● **Brano estratto**
····················

L’economia calcistica costituisce pertanto un sistema complesso, che viaggia lungo margini stretti e precari. La sofferenza complessiva del sistema, che nel corso del tempo perde pezzi della sua base, quando non riescono a mantenersi entro criteri di economicità, si riflette nella corsa all’arricchimento dei più ricchi che però continuano a produrre debiti e alimentano una bolla speculativa di proporzioni enormi. Una lettura credibile, non soltanto apocalittica, porta a vedere nell’esplosione della bolla speculativa il solo modo per vedere uscire l’economia calcistica da questa spirale di degrado incontrollabile.

A mio avviso, la lega di Serie A dovrebbe cercare un modo comune e progetti interessanti a breve e a medio termine per far crescere il campionato, e spronare i club, anche attraverso incentivi, a incrementare gli investimenti in settori nuovi e strategici. Uno strumento di richiamo per calciatori importanti, al fine di farli giocare in Italia, così da accrescere il valore e la visibilità del calcio italiano, potrebbe essere la tassazione agevolata per le persone straniere. Il regime fiscale agevolativo, previsto dall’articolo 5 del Decreto legislativo 34/2019, viene esteso anche nei confronti degli atleti professionisti stranieri, e dunque anche nei confronti dei calciatori e allenatori stranieri sprovvisti di un titolo di studio o di particolari specializzazioni professionali. Il calciatore professionista straniero che si trasferisce in Italia e sposta la propria residenza fiscale nel nostro paese, ha diritto a godere del regime fiscale agevolato e di detassare al 70 per cento, ai fini irpef, i redditi prodotti da lavoro dipendente in Italia, con conseguente tassazione del reddito imponibile nella sola misura del 30 per cento.

····················

Secondo il brano sull'economia calcistica, in quale misura è tassato il reddito imponibile di un calciatore professionista straniero che sposta la propria residenza fiscale in Italia? Per rispondere basati soltanto sul brano.

Dati sulle espressioni referenziali
····················

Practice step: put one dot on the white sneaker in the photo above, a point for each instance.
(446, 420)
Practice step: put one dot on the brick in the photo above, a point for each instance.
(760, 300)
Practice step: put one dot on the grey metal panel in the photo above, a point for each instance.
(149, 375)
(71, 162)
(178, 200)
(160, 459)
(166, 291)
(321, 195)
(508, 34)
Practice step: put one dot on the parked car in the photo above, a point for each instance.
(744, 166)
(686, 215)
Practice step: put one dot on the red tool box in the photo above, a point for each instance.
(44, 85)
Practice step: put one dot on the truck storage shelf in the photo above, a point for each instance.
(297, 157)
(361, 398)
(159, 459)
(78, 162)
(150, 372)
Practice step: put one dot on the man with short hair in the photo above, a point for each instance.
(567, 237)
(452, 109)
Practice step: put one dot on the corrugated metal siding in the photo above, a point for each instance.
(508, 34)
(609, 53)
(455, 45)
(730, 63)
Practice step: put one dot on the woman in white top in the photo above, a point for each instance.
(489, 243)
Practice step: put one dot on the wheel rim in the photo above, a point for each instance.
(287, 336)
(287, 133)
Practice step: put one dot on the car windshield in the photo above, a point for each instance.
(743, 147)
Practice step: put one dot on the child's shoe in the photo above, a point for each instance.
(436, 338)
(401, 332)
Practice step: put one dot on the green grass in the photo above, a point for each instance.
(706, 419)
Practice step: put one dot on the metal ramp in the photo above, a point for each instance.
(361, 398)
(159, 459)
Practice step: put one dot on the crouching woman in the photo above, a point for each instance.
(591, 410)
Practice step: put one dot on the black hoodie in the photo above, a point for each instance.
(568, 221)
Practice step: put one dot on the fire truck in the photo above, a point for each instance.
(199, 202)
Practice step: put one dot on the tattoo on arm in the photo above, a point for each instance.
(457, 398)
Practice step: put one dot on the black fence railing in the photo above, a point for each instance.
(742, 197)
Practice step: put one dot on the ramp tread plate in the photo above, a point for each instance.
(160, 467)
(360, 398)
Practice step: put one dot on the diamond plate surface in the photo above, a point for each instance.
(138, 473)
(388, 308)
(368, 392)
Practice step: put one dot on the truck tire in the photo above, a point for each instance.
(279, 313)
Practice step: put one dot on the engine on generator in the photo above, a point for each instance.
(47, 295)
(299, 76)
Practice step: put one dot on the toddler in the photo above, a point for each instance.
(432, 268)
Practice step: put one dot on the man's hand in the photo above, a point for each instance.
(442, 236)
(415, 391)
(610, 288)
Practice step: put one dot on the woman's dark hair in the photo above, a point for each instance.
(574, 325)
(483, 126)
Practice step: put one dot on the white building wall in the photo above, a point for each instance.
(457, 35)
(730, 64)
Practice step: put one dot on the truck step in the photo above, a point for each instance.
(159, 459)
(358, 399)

····················

● **Risposta**
Nella sola misura del 30 per cento.